What this task involves: Copy out the abstract on identifying Brucella species by real-time PCR in full, word for word.

Supplied passage:
============================================================
Published: 2 June 2008

Abstract

Background

Brucellosis, caused by members of the genus Brucella, remains one of the world's major zoonotic diseases. Six species have classically been recognised within the family Brucella largely based on a combination of classical microbiology and host specificity, although more recently additional isolations of novel Brucella have been reported from various marine mammals and voles. Classical identification to species level is based on a biotyping approach that is lengthy, requires extensive and hazardous culturing and can be difficult to interpret. Here we describe a simple and rapid approach to identification of Brucella isolates to the species level based on real-time PCR analysis of species-specific single nucleotide polymorphisms (SNPs) that were identified following a robust and extensive phylogenetic analysis of the genus.

Results

Seven pairs of short sequence Minor Groove Binding (MGB) probes were designed corresponding to SNPs shown to possess an allele specific for each of the six classical Brucella spp and the marine mammal Brucella. Assays were optimised to identical reaction parameters in order to give a multiple outcome assay that can differentiate all the classical species and Brucella isolated from marine mammals. The scope of the assay was confirmed by testing of over 300 isolates of Brucella, all of which typed as predicted when compared to other phenotypic and genotypic approaches. The assay is sensitive being capable of detecting and differentiating down to 15 genome equivalents. We further describe the design and testing of assays based on three additional SNPs located within the 16S rRNA gene that ensure positive discrimination of Brucella from close phylogenetic relatives on the same platform.

Conclusion

The multiple-outcome assay described represents a new tool for the rapid, simple and unambiguous characterisation of Brucella to the species level. Furthermore, being based on a robust phylogenetic framework, the assay provides a platform that can readily be extended in the future to incorporate newly identified Brucella groups, to further type at the subspecies level, or to include markers for additional useful characteristics.
============================================================
Given information:
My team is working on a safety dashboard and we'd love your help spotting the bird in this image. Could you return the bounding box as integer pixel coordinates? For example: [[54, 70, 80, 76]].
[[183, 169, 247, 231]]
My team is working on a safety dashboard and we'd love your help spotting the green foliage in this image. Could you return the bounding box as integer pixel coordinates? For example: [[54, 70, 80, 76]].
============================================================
Exercise response:
Published: 2 June 2008

Abstract

Background

Brucellosis, caused by members of the genus Brucella, remains one of the world's major zoonotic diseases. Six species have classically been recognised within the family Brucella largely based on a combination of classical microbiology and host specificity, although more recently additional isolations of novel Brucella have been reported from various marine mammals and voles. Classical identification to species level is based on a biotyping approach that is lengthy, requires extensive and hazardous culturing and can be difficult to interpret. Here we describe a simple and rapid approach to identification of Brucella isolates to the species level based on real-time PCR analysis of species-specific single nucleotide polymorphisms (SNPs) that were identified following a robust and extensive phylogenetic analysis of the genus.

Results

Seven pairs of short sequence Minor Groove Binding (MGB) probes were designed corresponding to SNPs shown to possess an allele specific for each of the six classical Brucella spp and the marine mammal Brucella. Assays were optimised to identical reaction parameters in order to give a multiple outcome assay that can differentiate all the classical species and Brucella isolated from marine mammals. The scope of the assay was confirmed by testing of over 300 isolates of Brucella, all of which typed as predicted when compared to other phenotypic and genotypic approaches. The assay is sensitive being capable of detecting and differentiating down to 15 genome equivalents. We further describe the design and testing of assays based on three additional SNPs located within the 16S rRNA gene that ensure positive discrimination of Brucella from close phylogenetic relatives on the same platform.

Conclusion

The multiple-outcome assay described represents a new tool for the rapid, simple and unambiguous characterisation of Brucella to the species level. Furthermore, being based on a robust phylogenetic framework, the assay provides a platform that can readily be extended in the future to incorporate newly identified Brucella groups, to further type at the subspecies level, or to include markers for additional useful characteristics.